* Written problem *
Copy the items below verbatim, starting at the line that contains "Could you spot the silhouetted" and continuing through the last line of the items.
## start Material supplied
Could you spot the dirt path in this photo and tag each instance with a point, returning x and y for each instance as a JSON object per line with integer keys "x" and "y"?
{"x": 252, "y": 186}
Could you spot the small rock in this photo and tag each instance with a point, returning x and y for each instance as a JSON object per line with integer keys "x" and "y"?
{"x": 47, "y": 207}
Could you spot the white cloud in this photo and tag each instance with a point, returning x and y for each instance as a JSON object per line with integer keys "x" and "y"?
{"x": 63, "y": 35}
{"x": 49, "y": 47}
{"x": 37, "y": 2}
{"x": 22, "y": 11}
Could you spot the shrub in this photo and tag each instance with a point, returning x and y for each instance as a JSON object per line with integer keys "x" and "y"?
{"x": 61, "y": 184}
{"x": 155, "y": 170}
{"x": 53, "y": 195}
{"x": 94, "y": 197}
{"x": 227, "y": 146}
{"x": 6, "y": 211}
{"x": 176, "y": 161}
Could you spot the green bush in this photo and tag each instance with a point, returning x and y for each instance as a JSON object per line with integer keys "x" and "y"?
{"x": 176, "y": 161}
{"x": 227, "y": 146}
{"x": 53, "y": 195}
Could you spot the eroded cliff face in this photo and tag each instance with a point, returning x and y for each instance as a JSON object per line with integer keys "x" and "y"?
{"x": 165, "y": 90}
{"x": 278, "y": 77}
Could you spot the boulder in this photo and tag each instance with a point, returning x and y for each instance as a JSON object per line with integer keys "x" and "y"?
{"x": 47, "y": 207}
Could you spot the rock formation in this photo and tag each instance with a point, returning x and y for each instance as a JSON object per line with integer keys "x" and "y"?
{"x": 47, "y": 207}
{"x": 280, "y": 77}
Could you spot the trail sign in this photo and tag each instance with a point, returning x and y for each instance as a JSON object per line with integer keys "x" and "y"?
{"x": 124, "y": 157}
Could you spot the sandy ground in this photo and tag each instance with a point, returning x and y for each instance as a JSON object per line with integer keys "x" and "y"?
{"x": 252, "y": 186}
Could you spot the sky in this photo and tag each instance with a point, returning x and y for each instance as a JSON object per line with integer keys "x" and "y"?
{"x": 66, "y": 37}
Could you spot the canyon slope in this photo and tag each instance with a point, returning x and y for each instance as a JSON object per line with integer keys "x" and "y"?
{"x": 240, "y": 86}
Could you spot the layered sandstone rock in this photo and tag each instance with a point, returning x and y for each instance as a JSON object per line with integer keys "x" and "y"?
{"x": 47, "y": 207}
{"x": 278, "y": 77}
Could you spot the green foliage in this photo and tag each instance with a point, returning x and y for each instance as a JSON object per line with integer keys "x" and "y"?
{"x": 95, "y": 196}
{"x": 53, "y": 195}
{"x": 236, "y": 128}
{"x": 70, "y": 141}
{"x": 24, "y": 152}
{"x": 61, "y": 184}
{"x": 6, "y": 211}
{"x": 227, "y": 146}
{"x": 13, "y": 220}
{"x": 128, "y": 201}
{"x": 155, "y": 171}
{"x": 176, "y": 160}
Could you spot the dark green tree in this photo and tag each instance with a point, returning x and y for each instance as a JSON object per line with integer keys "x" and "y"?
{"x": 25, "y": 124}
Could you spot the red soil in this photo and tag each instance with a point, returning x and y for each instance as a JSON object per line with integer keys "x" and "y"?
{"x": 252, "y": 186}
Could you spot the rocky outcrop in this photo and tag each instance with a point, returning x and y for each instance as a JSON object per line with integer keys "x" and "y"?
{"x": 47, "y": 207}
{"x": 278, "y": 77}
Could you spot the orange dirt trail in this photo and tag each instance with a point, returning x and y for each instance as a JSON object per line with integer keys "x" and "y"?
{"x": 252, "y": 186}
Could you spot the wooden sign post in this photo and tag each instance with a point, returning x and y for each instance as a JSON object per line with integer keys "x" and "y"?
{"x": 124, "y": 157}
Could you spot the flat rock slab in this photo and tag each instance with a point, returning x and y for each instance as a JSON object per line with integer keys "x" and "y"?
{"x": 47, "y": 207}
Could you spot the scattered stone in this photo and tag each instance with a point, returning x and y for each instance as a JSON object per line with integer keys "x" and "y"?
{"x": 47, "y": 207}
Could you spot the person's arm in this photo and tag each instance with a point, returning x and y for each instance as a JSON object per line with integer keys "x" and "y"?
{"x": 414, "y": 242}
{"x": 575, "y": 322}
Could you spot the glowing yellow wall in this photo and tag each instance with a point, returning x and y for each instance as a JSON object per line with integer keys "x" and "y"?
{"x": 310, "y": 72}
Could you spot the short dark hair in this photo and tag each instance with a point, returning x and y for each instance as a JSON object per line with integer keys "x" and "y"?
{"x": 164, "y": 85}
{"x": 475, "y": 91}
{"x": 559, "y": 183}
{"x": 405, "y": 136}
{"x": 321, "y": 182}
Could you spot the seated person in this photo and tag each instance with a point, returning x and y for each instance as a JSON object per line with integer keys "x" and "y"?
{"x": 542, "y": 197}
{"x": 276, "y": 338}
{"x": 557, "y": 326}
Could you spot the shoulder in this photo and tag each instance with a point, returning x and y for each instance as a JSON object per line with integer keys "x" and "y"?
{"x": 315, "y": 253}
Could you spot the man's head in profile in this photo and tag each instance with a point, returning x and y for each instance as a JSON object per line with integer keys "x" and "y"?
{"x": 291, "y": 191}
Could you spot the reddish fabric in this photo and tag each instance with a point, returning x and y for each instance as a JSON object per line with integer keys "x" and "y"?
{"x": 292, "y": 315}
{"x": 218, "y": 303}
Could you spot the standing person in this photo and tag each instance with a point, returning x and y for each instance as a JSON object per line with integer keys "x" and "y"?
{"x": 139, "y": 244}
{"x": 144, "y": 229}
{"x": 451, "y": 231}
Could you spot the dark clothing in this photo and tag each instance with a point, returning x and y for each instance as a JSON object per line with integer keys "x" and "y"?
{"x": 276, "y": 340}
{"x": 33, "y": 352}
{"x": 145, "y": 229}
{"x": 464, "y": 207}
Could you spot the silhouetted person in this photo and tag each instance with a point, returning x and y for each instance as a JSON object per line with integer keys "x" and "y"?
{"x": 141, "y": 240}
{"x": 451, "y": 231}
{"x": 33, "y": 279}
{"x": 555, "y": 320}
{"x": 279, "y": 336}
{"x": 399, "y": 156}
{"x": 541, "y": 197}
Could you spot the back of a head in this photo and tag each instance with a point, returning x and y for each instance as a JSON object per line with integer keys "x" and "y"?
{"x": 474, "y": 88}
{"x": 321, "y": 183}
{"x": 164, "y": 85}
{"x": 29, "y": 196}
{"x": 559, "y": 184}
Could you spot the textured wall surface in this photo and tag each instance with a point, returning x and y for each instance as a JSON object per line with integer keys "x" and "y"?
## end Material supplied
* Result of the task *
Could you spot the silhouetted person in this photo and tag each instance with a point, returning x and y for each instance as a JSON object per line with integer keys "x" and "y"?
{"x": 141, "y": 240}
{"x": 451, "y": 231}
{"x": 33, "y": 279}
{"x": 555, "y": 320}
{"x": 279, "y": 336}
{"x": 399, "y": 156}
{"x": 541, "y": 197}
Could you spot the back of a head in this photo and tag each instance with a point, returning x and y for each instance as a JSON object per line with integer keys "x" and "y"?
{"x": 474, "y": 88}
{"x": 321, "y": 183}
{"x": 164, "y": 85}
{"x": 29, "y": 196}
{"x": 559, "y": 184}
Could you spot the textured wall surface in this photo and tag each instance with a point, returning x and y for each instance as a JSON object per line with integer keys "x" and "y"?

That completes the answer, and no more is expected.